- [Description of the task]:
Retype each line below precisely and omit all images.

____

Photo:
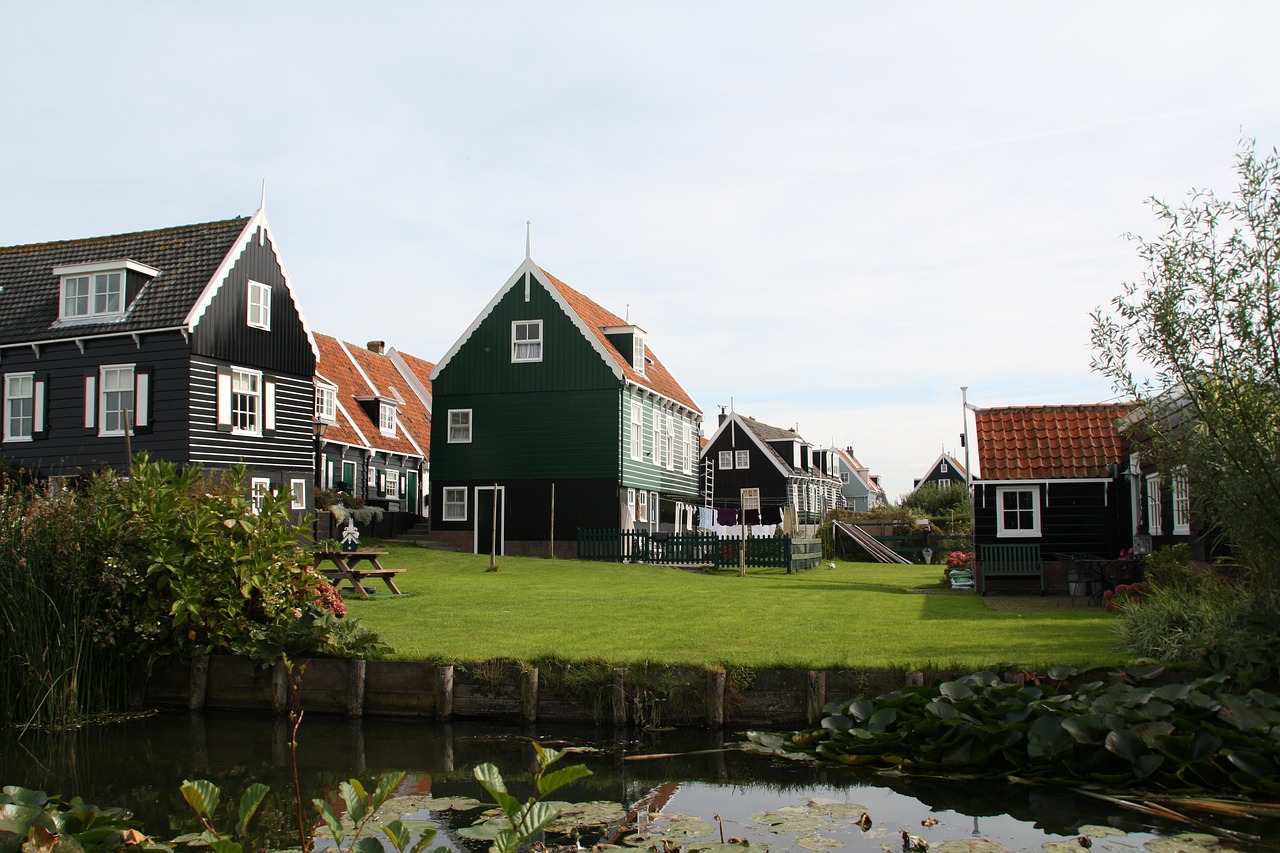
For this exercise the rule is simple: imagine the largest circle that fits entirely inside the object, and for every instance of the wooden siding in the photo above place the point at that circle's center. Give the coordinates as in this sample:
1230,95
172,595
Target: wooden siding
1075,518
291,448
763,473
529,436
645,473
528,506
68,446
483,363
223,332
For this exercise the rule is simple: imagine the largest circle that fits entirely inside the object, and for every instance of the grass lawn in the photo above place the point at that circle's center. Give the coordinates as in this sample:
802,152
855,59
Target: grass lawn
856,615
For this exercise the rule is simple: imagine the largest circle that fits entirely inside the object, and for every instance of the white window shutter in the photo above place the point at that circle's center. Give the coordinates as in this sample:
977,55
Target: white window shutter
224,400
37,422
91,402
268,406
142,400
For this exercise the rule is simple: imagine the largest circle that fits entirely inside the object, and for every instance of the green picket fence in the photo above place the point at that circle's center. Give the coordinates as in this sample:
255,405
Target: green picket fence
681,548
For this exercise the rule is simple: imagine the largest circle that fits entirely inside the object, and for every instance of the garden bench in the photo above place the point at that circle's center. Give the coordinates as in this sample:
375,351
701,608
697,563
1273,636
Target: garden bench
1020,560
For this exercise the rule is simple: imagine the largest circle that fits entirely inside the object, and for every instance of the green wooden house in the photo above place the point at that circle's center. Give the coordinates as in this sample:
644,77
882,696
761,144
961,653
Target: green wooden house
552,414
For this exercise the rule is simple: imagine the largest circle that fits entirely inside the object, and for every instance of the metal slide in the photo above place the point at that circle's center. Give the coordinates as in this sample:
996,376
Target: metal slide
869,543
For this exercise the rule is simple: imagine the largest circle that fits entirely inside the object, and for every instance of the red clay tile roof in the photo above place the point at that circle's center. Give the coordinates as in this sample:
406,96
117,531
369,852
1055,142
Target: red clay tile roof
1050,442
360,373
656,375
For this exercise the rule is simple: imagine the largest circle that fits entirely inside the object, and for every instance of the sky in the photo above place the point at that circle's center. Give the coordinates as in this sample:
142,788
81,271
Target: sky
827,215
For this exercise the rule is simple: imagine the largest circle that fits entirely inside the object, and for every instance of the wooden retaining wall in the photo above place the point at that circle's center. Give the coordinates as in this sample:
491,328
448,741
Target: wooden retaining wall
622,696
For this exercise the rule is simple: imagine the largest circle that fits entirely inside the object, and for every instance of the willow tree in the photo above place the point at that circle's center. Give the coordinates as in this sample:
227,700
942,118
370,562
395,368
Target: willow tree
1197,341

____

- [Output below]:
Photo:
For this exercise the rule is simple: imagine the largest circle that fits entirely inside the object, and for every instance of the wooden siding in the photo above place the point at that circle's center. Give the coordinates as in this sample:
1230,95
172,595
Target: wooden siding
1075,518
291,448
763,473
529,436
645,473
528,506
68,446
483,363
223,332
For this exercise the rule is simple: imagine the largest circle that fits entirely inside the object, and for every instance of the grass lawn in the photo above place the point at that circle's center. Give the coordinates as in this sample:
802,152
855,59
Target: grass lawn
856,615
For this exercise the rule is simple: imagine the largest circle that fits entirely inside the object, and for every instance of the white window shutter in the photo above place the point at that circle's center. Give the coordinates as in this sample:
977,55
Target: white window shutter
224,400
37,422
91,402
268,406
142,400
For this exercise the rule is simple: imagine the largest circle that fits entirely inside the object, and for every instance of the green picket fence in the photo above place the point at that circle's center. Give the coordinates as in this sample:
255,405
Target: green picket fence
681,548
For this exercise the rule is simple: imagine the largest circle that fits entirely inside the object, and for every instance of the garden bench in the photo above place the point at that circle's center. Give the coordinates as in this sample:
375,351
701,608
697,563
1273,636
Target: garden bench
1020,560
For this exercise the rule is simple: imagine the largest circle that fits entirely inside the object, and for every instance of the green wooden house in the photo above place the point at that circle's center. Give the coordinates as in this sample:
644,77
882,696
761,144
961,653
Target: green wooden house
552,414
For this exercise the rule is simple: imagine the largest circle that fits entirely inside the object, and for every instance of the metal slide in the photo above place the point at that circle's center. Give the coordinates as in this sample:
996,376
Target: metal slide
869,543
For this exercise the rule is simple: imagine the largest circle that fits entirely inside the object, and for every instance of the red clay tile roof in the photo above place the point at that circle's center. Give the coordinates as in this sample:
406,96
117,531
369,852
1055,142
Target: red clay tile roof
1050,442
360,373
656,375
For this exercise the rule is simple: imagine the largest circle that fits entirely inside the object, and for every instance of the sky in the photo above place the point at that circle's center. Give the coordinates as in this sample:
142,788
81,271
Target: sky
827,215
For this exercise the rule is simple: imagine the largest circle that fits entirely inside the object, and for every instance of the wooden retaining wall in the photo above place the point at that circle's center. Give the coordinates as in this sample:
491,328
448,741
Target: wooden retaining wall
622,696
For this exercise the rule is simple: imagine the largest circle that fits entirely inside the object, and for every instance of the willow tree in the photo above place the point at that circle's center. Give the coordinates as in this sample:
227,700
942,118
370,562
395,368
Target: willow tree
1197,341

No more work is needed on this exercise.